* **Work instructions**
Turn every line of the listing below into a Markdown table with two columns, "Row" and "Listing Line." Number the rows in order and omit blank lines.

-- Start --

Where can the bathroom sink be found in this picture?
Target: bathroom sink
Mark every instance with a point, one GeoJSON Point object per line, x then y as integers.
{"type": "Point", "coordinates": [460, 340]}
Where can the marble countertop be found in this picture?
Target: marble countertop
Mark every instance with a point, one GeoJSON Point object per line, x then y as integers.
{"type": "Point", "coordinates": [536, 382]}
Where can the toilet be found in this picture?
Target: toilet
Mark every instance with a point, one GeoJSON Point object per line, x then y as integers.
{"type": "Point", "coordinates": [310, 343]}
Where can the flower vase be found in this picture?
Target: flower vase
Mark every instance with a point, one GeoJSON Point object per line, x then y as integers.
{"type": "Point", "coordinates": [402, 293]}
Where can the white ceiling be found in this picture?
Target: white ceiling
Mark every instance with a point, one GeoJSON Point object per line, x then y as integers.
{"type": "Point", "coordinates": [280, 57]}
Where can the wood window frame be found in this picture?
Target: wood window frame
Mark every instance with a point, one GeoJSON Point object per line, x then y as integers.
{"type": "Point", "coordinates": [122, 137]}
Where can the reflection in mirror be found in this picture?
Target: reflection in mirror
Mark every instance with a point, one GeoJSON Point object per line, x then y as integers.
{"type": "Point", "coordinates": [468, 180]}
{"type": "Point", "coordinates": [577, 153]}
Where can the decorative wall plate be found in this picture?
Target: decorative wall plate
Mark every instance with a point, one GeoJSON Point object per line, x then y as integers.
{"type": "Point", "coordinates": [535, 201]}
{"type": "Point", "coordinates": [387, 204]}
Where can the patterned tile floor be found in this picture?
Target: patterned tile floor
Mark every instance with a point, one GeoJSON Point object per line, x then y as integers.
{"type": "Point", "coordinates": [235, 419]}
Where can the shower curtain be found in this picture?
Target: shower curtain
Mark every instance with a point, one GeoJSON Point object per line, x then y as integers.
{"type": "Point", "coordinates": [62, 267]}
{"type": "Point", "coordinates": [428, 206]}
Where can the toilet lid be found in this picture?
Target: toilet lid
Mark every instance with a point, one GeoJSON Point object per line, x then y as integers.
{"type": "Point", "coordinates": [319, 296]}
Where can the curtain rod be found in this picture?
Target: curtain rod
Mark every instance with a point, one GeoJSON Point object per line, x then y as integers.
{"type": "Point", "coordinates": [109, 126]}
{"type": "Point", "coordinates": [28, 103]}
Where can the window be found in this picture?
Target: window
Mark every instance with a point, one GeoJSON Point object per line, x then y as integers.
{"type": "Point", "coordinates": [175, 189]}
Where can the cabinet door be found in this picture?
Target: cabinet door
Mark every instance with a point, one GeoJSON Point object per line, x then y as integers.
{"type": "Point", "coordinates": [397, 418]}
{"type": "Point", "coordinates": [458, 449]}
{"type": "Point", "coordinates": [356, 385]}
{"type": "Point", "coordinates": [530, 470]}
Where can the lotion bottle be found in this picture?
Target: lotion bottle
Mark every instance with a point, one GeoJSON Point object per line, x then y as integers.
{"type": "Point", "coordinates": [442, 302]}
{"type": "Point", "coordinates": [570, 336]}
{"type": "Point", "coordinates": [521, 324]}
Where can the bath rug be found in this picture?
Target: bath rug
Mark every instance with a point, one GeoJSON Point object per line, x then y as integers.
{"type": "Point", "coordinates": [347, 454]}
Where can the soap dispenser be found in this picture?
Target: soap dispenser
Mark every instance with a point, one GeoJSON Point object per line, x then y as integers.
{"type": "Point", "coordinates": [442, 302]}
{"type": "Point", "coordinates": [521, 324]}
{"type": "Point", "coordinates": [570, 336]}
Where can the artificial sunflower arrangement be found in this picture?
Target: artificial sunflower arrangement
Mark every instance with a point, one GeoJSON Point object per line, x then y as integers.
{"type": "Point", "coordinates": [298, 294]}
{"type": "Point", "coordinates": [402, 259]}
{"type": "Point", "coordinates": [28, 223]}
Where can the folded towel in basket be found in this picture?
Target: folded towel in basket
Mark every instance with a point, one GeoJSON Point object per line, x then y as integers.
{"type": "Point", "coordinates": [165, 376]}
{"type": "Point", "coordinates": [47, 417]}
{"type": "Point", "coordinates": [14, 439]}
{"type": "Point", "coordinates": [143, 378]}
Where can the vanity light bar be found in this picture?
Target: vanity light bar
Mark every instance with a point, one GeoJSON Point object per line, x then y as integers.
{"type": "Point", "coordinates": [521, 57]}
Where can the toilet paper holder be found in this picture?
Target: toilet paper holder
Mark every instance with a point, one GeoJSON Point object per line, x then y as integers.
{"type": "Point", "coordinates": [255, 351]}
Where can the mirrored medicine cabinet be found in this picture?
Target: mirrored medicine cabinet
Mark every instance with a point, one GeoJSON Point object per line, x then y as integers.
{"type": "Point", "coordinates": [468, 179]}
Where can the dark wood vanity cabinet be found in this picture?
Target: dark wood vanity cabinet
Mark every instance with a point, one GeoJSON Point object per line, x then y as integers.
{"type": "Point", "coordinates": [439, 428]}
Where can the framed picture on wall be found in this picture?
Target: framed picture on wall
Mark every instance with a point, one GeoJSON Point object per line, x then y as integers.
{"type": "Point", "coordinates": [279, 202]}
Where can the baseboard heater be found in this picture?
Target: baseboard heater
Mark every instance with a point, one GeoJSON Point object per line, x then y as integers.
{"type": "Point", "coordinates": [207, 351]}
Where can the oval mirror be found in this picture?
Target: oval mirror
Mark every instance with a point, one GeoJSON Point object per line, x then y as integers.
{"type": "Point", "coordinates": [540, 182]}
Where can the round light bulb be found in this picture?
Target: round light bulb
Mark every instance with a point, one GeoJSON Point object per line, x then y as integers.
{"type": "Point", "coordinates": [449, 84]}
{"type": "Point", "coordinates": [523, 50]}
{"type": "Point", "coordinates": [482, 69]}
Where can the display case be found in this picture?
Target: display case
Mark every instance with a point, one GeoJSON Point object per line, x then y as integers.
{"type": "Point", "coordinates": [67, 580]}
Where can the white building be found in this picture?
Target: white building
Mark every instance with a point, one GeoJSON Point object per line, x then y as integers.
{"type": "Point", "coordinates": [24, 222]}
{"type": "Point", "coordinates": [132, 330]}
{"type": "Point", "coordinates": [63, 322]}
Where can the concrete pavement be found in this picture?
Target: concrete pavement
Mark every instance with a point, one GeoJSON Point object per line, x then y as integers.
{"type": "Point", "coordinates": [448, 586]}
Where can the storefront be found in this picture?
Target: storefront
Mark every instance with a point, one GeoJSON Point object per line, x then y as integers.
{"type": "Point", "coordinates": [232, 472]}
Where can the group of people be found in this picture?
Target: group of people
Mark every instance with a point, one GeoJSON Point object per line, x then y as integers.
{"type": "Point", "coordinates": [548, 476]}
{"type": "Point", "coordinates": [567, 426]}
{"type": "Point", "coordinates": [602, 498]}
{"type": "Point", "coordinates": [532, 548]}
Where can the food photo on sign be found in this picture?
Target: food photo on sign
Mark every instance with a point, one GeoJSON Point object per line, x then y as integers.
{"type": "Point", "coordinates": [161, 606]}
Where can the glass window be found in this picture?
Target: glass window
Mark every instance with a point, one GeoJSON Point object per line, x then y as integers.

-- End --

* **Exercise answer**
| Row | Listing Line |
|---|---|
| 1 | Where can the bathroom sink be found in this picture? |
| 2 | Target: bathroom sink |
| 3 | Mark every instance with a point, one GeoJSON Point object per line, x then y as integers. |
| 4 | {"type": "Point", "coordinates": [460, 340]} |
| 5 | Where can the marble countertop be found in this picture? |
| 6 | Target: marble countertop |
| 7 | Mark every instance with a point, one GeoJSON Point object per line, x then y as integers. |
| 8 | {"type": "Point", "coordinates": [536, 382]} |
| 9 | Where can the toilet be found in this picture? |
| 10 | Target: toilet |
| 11 | Mark every instance with a point, one GeoJSON Point object per line, x then y as integers. |
| 12 | {"type": "Point", "coordinates": [310, 343]} |
| 13 | Where can the flower vase be found in this picture? |
| 14 | Target: flower vase |
| 15 | Mark every instance with a point, one GeoJSON Point object per line, x then y as integers. |
| 16 | {"type": "Point", "coordinates": [402, 293]} |
| 17 | Where can the white ceiling be found in this picture? |
| 18 | Target: white ceiling |
| 19 | Mark every instance with a point, one GeoJSON Point object per line, x then y as integers. |
| 20 | {"type": "Point", "coordinates": [280, 57]} |
| 21 | Where can the wood window frame be found in this picture? |
| 22 | Target: wood window frame |
| 23 | Mark every instance with a point, one GeoJSON Point object per line, x then y as integers. |
| 24 | {"type": "Point", "coordinates": [122, 137]} |
| 25 | Where can the reflection in mirror be found in this picture? |
| 26 | Target: reflection in mirror |
| 27 | Mark every instance with a point, one GeoJSON Point object per line, x then y as integers. |
| 28 | {"type": "Point", "coordinates": [468, 180]} |
| 29 | {"type": "Point", "coordinates": [577, 153]} |
| 30 | Where can the decorative wall plate be found in this picture? |
| 31 | Target: decorative wall plate |
| 32 | Mark every instance with a point, one GeoJSON Point object per line, x then y as integers. |
| 33 | {"type": "Point", "coordinates": [535, 201]} |
| 34 | {"type": "Point", "coordinates": [387, 204]} |
| 35 | Where can the patterned tile floor be found in this picture? |
| 36 | Target: patterned tile floor |
| 37 | Mark every instance with a point, one GeoJSON Point object per line, x then y as integers. |
| 38 | {"type": "Point", "coordinates": [235, 419]} |
| 39 | Where can the shower curtain be found in this picture? |
| 40 | Target: shower curtain |
| 41 | Mark every instance with a point, one GeoJSON Point object per line, x then y as integers. |
| 42 | {"type": "Point", "coordinates": [62, 267]} |
| 43 | {"type": "Point", "coordinates": [428, 206]} |
| 44 | Where can the toilet lid be found in this picture? |
| 45 | Target: toilet lid |
| 46 | Mark every instance with a point, one GeoJSON Point object per line, x then y as integers. |
| 47 | {"type": "Point", "coordinates": [319, 296]} |
| 48 | Where can the curtain rod be found in this picture? |
| 49 | Target: curtain rod |
| 50 | Mark every instance with a point, one GeoJSON Point object per line, x then y as integers. |
| 51 | {"type": "Point", "coordinates": [109, 126]} |
| 52 | {"type": "Point", "coordinates": [28, 103]} |
| 53 | Where can the window be found in this picture? |
| 54 | Target: window |
| 55 | Mark every instance with a point, one GeoJSON Point object per line, x then y as integers. |
| 56 | {"type": "Point", "coordinates": [175, 189]} |
| 57 | Where can the cabinet door be found in this picture? |
| 58 | Target: cabinet door |
| 59 | Mark every instance with a point, one GeoJSON Point object per line, x then y as integers. |
| 60 | {"type": "Point", "coordinates": [397, 418]} |
| 61 | {"type": "Point", "coordinates": [458, 449]} |
| 62 | {"type": "Point", "coordinates": [356, 385]} |
| 63 | {"type": "Point", "coordinates": [530, 470]} |
| 64 | Where can the lotion bottle be found in this picture? |
| 65 | Target: lotion bottle |
| 66 | Mark every instance with a point, one GeoJSON Point object per line, x then y as integers. |
| 67 | {"type": "Point", "coordinates": [442, 302]} |
| 68 | {"type": "Point", "coordinates": [570, 336]} |
| 69 | {"type": "Point", "coordinates": [521, 324]} |
| 70 | Where can the bath rug be found in this picture? |
| 71 | Target: bath rug |
| 72 | Mark every instance with a point, one GeoJSON Point object per line, x then y as integers. |
| 73 | {"type": "Point", "coordinates": [347, 454]} |
| 74 | Where can the soap dispenser be found in this picture? |
| 75 | Target: soap dispenser |
| 76 | Mark every instance with a point, one GeoJSON Point object per line, x then y as integers. |
| 77 | {"type": "Point", "coordinates": [442, 302]} |
| 78 | {"type": "Point", "coordinates": [521, 324]} |
| 79 | {"type": "Point", "coordinates": [570, 336]} |
| 80 | Where can the artificial sunflower arrangement be found in this picture? |
| 81 | Target: artificial sunflower arrangement |
| 82 | Mark every instance with a point, one GeoJSON Point object per line, x then y as integers. |
| 83 | {"type": "Point", "coordinates": [298, 294]} |
| 84 | {"type": "Point", "coordinates": [402, 259]} |
| 85 | {"type": "Point", "coordinates": [28, 223]} |
| 86 | Where can the folded towel in basket be found in this picture? |
| 87 | Target: folded towel in basket |
| 88 | Mark every instance with a point, one GeoJSON Point object per line, x then y as integers. |
| 89 | {"type": "Point", "coordinates": [165, 376]} |
| 90 | {"type": "Point", "coordinates": [47, 417]} |
| 91 | {"type": "Point", "coordinates": [14, 439]} |
| 92 | {"type": "Point", "coordinates": [143, 378]} |
| 93 | Where can the vanity light bar be found in this picture? |
| 94 | Target: vanity light bar |
| 95 | Mark every instance with a point, one GeoJSON Point object per line, x then y as integers. |
| 96 | {"type": "Point", "coordinates": [521, 57]} |
| 97 | Where can the toilet paper holder be found in this picture? |
| 98 | Target: toilet paper holder |
| 99 | Mark every instance with a point, one GeoJSON Point object per line, x then y as integers. |
| 100 | {"type": "Point", "coordinates": [255, 351]} |
| 101 | Where can the mirrored medicine cabinet be found in this picture? |
| 102 | Target: mirrored medicine cabinet |
| 103 | Mark every instance with a point, one GeoJSON Point object per line, x then y as integers. |
| 104 | {"type": "Point", "coordinates": [468, 179]} |
| 105 | Where can the dark wood vanity cabinet be found in this picture? |
| 106 | Target: dark wood vanity cabinet |
| 107 | Mark every instance with a point, one GeoJSON Point object per line, x then y as integers. |
| 108 | {"type": "Point", "coordinates": [439, 428]} |
| 109 | Where can the framed picture on wall be found in this picture? |
| 110 | Target: framed picture on wall |
| 111 | Mark every instance with a point, one GeoJSON Point object per line, x then y as integers. |
| 112 | {"type": "Point", "coordinates": [279, 202]} |
| 113 | Where can the baseboard heater be found in this picture? |
| 114 | Target: baseboard heater |
| 115 | Mark every instance with a point, one GeoJSON Point object per line, x then y as integers. |
| 116 | {"type": "Point", "coordinates": [207, 351]} |
| 117 | Where can the oval mirror be found in this picture? |
| 118 | Target: oval mirror |
| 119 | Mark every instance with a point, one GeoJSON Point object per line, x then y as integers. |
| 120 | {"type": "Point", "coordinates": [540, 182]} |
| 121 | Where can the round light bulb be found in this picture? |
| 122 | Target: round light bulb |
| 123 | Mark every instance with a point, one GeoJSON Point object per line, x then y as integers. |
| 124 | {"type": "Point", "coordinates": [449, 84]} |
| 125 | {"type": "Point", "coordinates": [523, 50]} |
| 126 | {"type": "Point", "coordinates": [482, 69]} |
| 127 | Where can the display case be found in this picture? |
| 128 | Target: display case |
| 129 | Mark every instance with a point, one GeoJSON Point object per line, x then y as integers. |
| 130 | {"type": "Point", "coordinates": [67, 580]} |
| 131 | Where can the white building be found in this picture? |
| 132 | Target: white building |
| 133 | Mark every instance with a point, one GeoJSON Point object per line, x then y as integers. |
| 134 | {"type": "Point", "coordinates": [24, 222]} |
| 135 | {"type": "Point", "coordinates": [132, 330]} |
| 136 | {"type": "Point", "coordinates": [63, 322]} |
| 137 | Where can the concrete pavement be found in this picture? |
| 138 | Target: concrete pavement |
| 139 | Mark every instance with a point, one GeoJSON Point object per line, x then y as integers. |
| 140 | {"type": "Point", "coordinates": [448, 586]} |
| 141 | Where can the storefront be found in this picture? |
| 142 | Target: storefront |
| 143 | Mark every instance with a point, one GeoJSON Point object per line, x then y as integers. |
| 144 | {"type": "Point", "coordinates": [232, 472]} |
| 145 | Where can the group of people be found in this picture? |
| 146 | Target: group of people |
| 147 | Mark every instance with a point, one GeoJSON Point object per line, x then y as integers. |
| 148 | {"type": "Point", "coordinates": [548, 476]} |
| 149 | {"type": "Point", "coordinates": [567, 426]} |
| 150 | {"type": "Point", "coordinates": [602, 498]} |
| 151 | {"type": "Point", "coordinates": [532, 548]} |
| 152 | Where can the food photo on sign be found in this picture? |
| 153 | Target: food photo on sign |
| 154 | Mark every instance with a point, one GeoJSON Point object per line, x then y as integers. |
| 155 | {"type": "Point", "coordinates": [161, 606]} |
| 156 | Where can the glass window be found in this picture? |
| 157 | Target: glass window |
| 158 | Mark every instance with a point, one GeoJSON Point object per line, x then y as integers. |